» **Extrait source**:
----

Renault/Peugeot : 2 styles de management aux trajectoires opposées

Le 29 avril 2005,Carlos Ghosn succède à Louis Schweitzer à la présidence de Renault après un passage réussi au pays du Soleil levant où, en moins de trois ans (2000 – 2003), il a transformé le constructeur japonais Nissan au bord de la faillite pour en faire l’un des groupes automobiles les plus rentables au monde, avec une marge opérationnelle de plus de 11 %.
Il lance alors un plan de relance baptisé « Renault Contrat 2009 »et se fixe trois grandes ambitions : vendre 800 000 véhicules supplémentaires avec un plan-produit de 26 nouveaux modèles ; réaliser une marge opérationnelle de 6 % (contre 2,6 % à l’époque) ; et enfin, placer la nouvelle Laguna dans le top 3 du marché européen en termes de qualité, signant ainsi le retour de Renault dans le haut de gamme après l’échec de la Vel Satis et de l’Avantime.

 

Ces objectifs sont déclinés dans les différentes directions du groupe avec des indicateurs permettant de mesurer le niveau de performance à atteindre.

Au sein de l’entreprise, ce plan laisse dubitatif. Bon nombre de managers pensent que les objectifs sont trop ambitieux et donc inatteignables. Le style de management imposé par Carlos Ghosn, fait d’autorité dans la relation et d’abnégation dans l’engagement, laisse peu de place au dialogue, et d’ailleurs, comme il aime à le répéter chaque fois qu’il s’exprime devant ses cadres : « Ce ne sont pas des objectifs mais des engagements. » Il sera plus tolérant avec lui-même quand aucun des siens ne sera tenu.

----

» **Informations fournies**:
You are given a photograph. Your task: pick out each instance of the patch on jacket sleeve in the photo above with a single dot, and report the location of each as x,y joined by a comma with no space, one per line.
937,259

----

» **Consigne écrite 1**:
Dans l'extrait sur les styles de management de Renault et de Peugeot, quelle marge opérationnelle le plan « Renault Contrat 2009 » avait-il pour objectif d'atteindre ?
» **Consigne écrite 2**:
Reprenez le texte sur les styles de management de Renault et de Peugeot à la suite de sa dernière phrase.

» **Résultat 1**:
Une marge opérationnelle de 6 %.

» **Résultat 2**:
Il utilise alors toutes les occasions de prise de parole devant ses cadres pour mobiliser les équipes et réaffirmer ses ambitions. Début 2006, 900 jeunes managers, recrutés depuis moins de 18 mois, sont réunis au Palais des Congrès de Versailles pour le séminaire Vision,qui clôt leur parcours d’intégration. Pour préparer l’intervention de clôture de Carlos Ghosn, une méthode de dialogue un peu particulière est arrêtée.

Il refuse en effet – à l’inverse de ce que pratiquait Louis Schweitzer – de répondre aux questions de la salle si on ne les lui a pas soumises auparavant. Une remontée d’information du terrain pour « donner la parole aux salariés » et laisser s’exprimer « les vraies questions » est donc organisée, mais seules sont retenues celles qui permettent au PDG de faire passer son message. Mieux, elles sont distribuées à des questionneurs désignés d’avance avec pour mission de les poser « spontanément ».

L’exercice est tellement délicat, funambulesque même, qu’il met tout le monde mal à l’aise, y compris ceux qui sont chargés de son exécution. Ainsi, plutôt que d’ouvrir le débat, Carlos Ghosn préfère déclamer sa vérité (tout le monde a pu apprécier ici ou là le degré de son autosatisfaction et sa propension naturelle à la condescendance).

Pourquoi donc organiser un show où tout est écrit à l’avance ? Pourquoi privilégier une prise de parole froide qui renforce le sentiment de distance dans les propos et d’éloignement dans la posture ?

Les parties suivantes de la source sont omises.